**Provided passage**.
● ● ● ●
What Dmitri Nabokov’s curious life tells us about his remarkable father – and the challenges of being a famous writer’s child

Dmitri Nabokov and his father, Vladimir, at dinner in 1961.Getty Images

The greatest literary memoir of the 20th century, Vladimir Nabokov’s “Speak, Memory,” ends with an emblematic image, that of Nabokov standing alongside his 6-year-old son Dmitri as they gaze at the ship that will carry them from France to safety. Over the preceding pages, the author has survived numerous losses and brushes with danger, fleeing not one but two totalitarian regimes: the Soviets and the Nazis. And while that memoir has many moving moments, none are more so than those dedicated to filial love — Nabokov’s love for his father, Vladimir Dmitrievich Nabokov, assassinated in 1922, and for his young son, Dmitri Vladimirovich Nabokov.

Dmitri Nabokov — opera singer, race car driver, translator, and, perhaps, spy — died last month in Vevey, Switzerland, at the age of 77. In his later years, he was best known as the curator of his father’s literary estate, and — most notably — for the scandal sparked by his publication of an unfinished work his father wanted destroyed, “The Original of Laura.” But long before “Laura,” Dmitri Nabokov was known for activities in stark contrast to those his father enjoyed.
● ● ● ●
**Supplied records**.
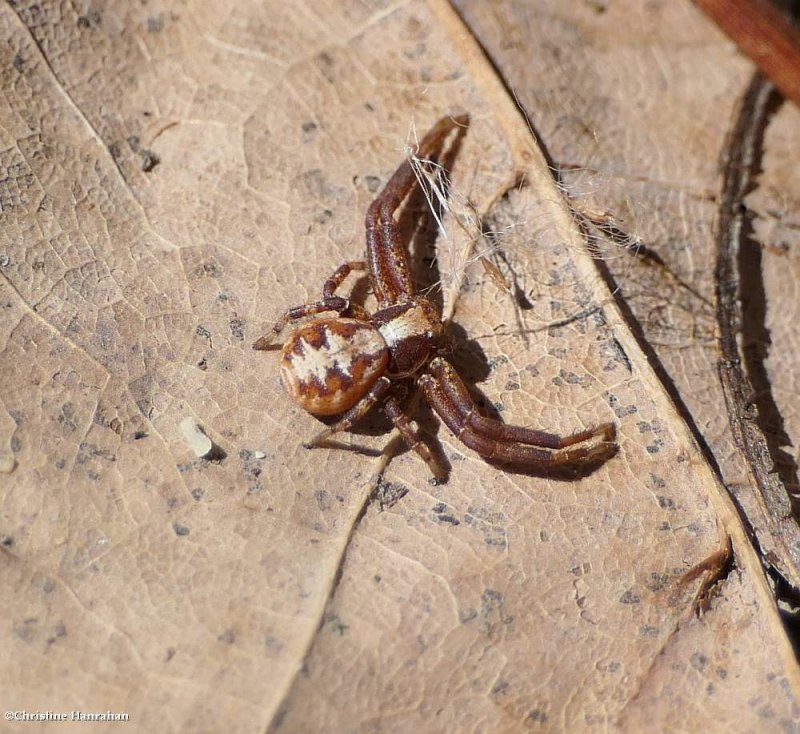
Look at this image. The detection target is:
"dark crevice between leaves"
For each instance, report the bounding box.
[716,74,800,620]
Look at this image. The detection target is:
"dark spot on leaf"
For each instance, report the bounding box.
[141,149,161,173]
[645,573,669,592]
[528,708,547,724]
[375,481,408,511]
[217,629,236,645]
[619,589,641,604]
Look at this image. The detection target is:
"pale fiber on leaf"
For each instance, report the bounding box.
[0,0,796,732]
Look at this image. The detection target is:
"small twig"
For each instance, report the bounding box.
[694,0,800,106]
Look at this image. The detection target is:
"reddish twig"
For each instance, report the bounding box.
[694,0,800,106]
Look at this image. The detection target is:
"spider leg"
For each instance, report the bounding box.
[253,296,352,349]
[384,396,447,480]
[419,357,616,468]
[366,115,469,308]
[322,260,367,298]
[305,377,392,449]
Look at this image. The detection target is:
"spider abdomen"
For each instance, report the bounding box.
[281,318,389,415]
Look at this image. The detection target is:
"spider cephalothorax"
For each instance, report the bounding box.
[253,115,616,476]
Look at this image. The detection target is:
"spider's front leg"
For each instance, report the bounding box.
[419,357,617,469]
[366,115,469,308]
[253,260,369,349]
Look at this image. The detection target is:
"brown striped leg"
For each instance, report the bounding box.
[253,296,350,349]
[419,357,616,468]
[322,260,367,298]
[384,397,447,480]
[305,377,392,449]
[366,115,469,308]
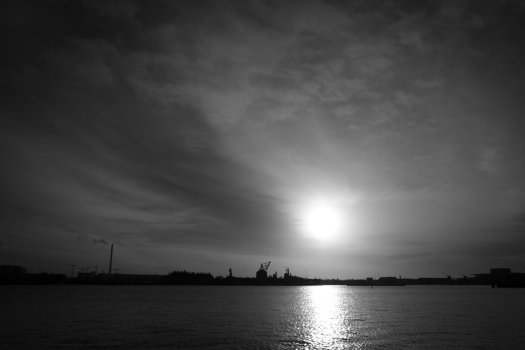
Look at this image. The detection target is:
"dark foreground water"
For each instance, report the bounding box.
[0,285,525,349]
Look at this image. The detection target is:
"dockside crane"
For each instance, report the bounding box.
[255,261,271,279]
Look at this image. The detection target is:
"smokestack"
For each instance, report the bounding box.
[109,243,113,275]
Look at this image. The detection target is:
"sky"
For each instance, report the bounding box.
[0,0,525,278]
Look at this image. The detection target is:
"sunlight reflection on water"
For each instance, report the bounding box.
[303,286,359,349]
[0,285,525,350]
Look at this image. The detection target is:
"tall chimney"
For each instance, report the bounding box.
[109,243,113,275]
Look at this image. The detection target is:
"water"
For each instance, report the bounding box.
[0,285,525,349]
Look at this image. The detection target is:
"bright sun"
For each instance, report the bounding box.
[300,200,343,241]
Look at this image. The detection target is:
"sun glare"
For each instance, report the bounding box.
[301,200,343,241]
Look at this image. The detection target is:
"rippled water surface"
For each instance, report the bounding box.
[0,285,525,349]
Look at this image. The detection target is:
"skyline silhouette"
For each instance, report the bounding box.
[0,0,525,278]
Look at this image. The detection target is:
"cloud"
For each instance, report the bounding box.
[0,1,525,278]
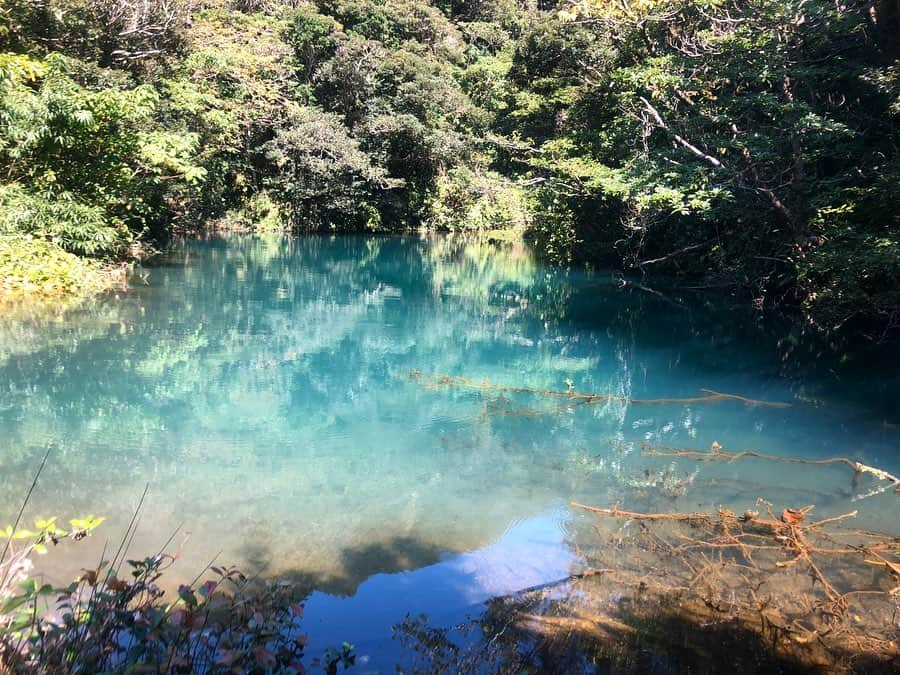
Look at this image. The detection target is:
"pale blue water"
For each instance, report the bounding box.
[0,236,900,664]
● ● ● ●
**Complete the following**.
1. Copy out the article about Dmitri Nabokov in full, word for word.
2. Rewrite the records from their beginning through the line holding "[716,74,800,620]", inclusive, changing "crevice" to "gap" and keeping everything else the same. Give only those lines, with the pictures left out.
The article and the records have no connection to each other.

**Worked solutions**.
1.
What Dmitri Nabokov’s curious life tells us about his remarkable father – and the challenges of being a famous writer’s child

Dmitri Nabokov and his father, Vladimir, at dinner in 1961.Getty Images

The greatest literary memoir of the 20th century, Vladimir Nabokov’s “Speak, Memory,” ends with an emblematic image, that of Nabokov standing alongside his 6-year-old son Dmitri as they gaze at the ship that will carry them from France to safety. Over the preceding pages, the author has survived numerous losses and brushes with danger, fleeing not one but two totalitarian regimes: the Soviets and the Nazis. And while that memoir has many moving moments, none are more so than those dedicated to filial love — Nabokov’s love for his father, Vladimir Dmitrievich Nabokov, assassinated in 1922, and for his young son, Dmitri Vladimirovich Nabokov.

Dmitri Nabokov — opera singer, race car driver, translator, and, perhaps, spy — died last month in Vevey, Switzerland, at the age of 77. In his later years, he was best known as the curator of his father’s literary estate, and — most notably — for the scandal sparked by his publication of an unfinished work his father wanted destroyed, “The Original of Laura.” But long before “Laura,” Dmitri Nabokov was known for activities in stark contrast to those his father enjoyed.

2.
Look at this image. The detection target is:
"dark gap between leaves"
For each instance, report the bounding box.
[716,74,800,620]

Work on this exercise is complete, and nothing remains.